Dataset records –
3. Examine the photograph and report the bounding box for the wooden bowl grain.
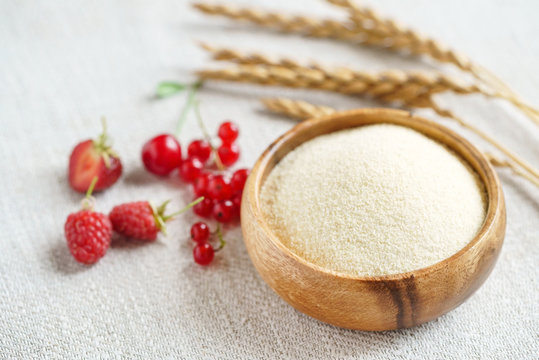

---

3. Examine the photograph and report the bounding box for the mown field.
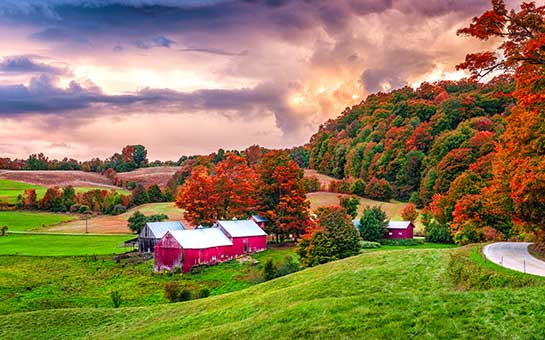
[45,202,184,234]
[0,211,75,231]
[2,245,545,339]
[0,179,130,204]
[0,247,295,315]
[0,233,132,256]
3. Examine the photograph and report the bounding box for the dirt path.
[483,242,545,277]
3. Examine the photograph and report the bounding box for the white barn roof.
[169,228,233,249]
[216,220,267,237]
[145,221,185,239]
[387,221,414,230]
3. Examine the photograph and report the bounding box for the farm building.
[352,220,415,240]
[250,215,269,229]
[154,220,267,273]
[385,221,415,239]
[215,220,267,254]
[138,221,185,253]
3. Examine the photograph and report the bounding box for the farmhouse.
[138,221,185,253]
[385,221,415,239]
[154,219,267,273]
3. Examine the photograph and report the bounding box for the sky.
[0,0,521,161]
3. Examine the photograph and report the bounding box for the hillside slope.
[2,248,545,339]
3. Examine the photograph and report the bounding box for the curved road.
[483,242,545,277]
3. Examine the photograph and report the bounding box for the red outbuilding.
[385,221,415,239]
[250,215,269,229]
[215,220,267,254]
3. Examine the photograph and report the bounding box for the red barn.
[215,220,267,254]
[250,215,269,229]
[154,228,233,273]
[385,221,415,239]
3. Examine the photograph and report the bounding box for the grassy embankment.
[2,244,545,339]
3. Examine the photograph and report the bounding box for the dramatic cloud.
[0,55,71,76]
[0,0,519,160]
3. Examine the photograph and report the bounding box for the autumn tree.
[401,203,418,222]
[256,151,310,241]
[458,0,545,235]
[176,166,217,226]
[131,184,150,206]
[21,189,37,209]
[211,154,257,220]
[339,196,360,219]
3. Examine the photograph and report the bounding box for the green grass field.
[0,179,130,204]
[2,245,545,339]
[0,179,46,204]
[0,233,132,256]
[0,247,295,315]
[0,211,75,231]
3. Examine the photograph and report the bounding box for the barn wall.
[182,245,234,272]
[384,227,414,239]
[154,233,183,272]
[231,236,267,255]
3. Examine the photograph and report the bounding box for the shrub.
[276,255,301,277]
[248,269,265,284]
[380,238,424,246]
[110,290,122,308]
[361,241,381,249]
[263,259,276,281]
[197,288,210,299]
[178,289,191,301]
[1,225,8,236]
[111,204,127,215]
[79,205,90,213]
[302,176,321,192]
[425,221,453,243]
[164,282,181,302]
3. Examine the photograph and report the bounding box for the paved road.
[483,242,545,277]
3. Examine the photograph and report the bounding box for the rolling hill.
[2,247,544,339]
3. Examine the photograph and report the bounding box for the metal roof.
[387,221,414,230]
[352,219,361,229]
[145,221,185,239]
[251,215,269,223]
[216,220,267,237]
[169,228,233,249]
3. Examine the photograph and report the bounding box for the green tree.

Problem –
Return only the part of the records above that opens with the line containing "the red outbuilding." and closes with the line containing "the green tree.", ends included.

Task response –
3. Examine the photograph and report the bounding box for the red outbuilding.
[385,221,415,239]
[250,215,269,229]
[215,220,267,254]
3. Examine the photograph and report the bounding box for the red barn.
[215,220,267,254]
[250,215,269,229]
[154,228,233,273]
[385,221,415,239]
3. Examine the photograph and report the bounding box for the grassy embankment.
[2,244,545,339]
3. Examine the photograph and report the bounding box for the dramatic cloud.
[0,55,71,76]
[0,0,519,160]
3. Examine the photograph and report the bounding box for the autumn tree.
[401,203,418,222]
[256,151,310,241]
[458,0,545,235]
[176,166,217,226]
[131,184,150,206]
[21,189,37,209]
[211,154,257,220]
[339,196,360,219]
3. Examine the photograph and report the bounding box for the green grass field.
[0,179,130,204]
[2,245,545,339]
[0,179,46,204]
[0,233,132,256]
[0,247,295,315]
[0,211,75,231]
3. Examine the photograph and report the bounding box for the barn wall.
[182,245,234,272]
[384,227,414,239]
[154,233,183,272]
[231,236,267,255]
3. Examine the photograph and report the bounding box for the shrub.
[276,255,301,277]
[248,269,265,284]
[380,238,424,246]
[110,290,122,308]
[361,241,381,249]
[263,259,276,281]
[197,288,210,299]
[178,289,191,301]
[1,225,8,236]
[111,204,127,215]
[79,205,90,213]
[302,176,321,192]
[425,221,453,243]
[164,282,181,302]
3. Examine the photograph and report the bounding box for the paved road.
[483,242,545,277]
3. Examine the photograph and report the bounding box for the rolling hill.
[2,247,544,339]
3. Examine the photograph and report the bounding box for the metal roof.
[387,221,414,230]
[352,219,361,229]
[145,221,185,239]
[251,215,269,223]
[216,220,267,237]
[169,228,233,249]
3. Examine the photograph and report the bounding box for the green tree.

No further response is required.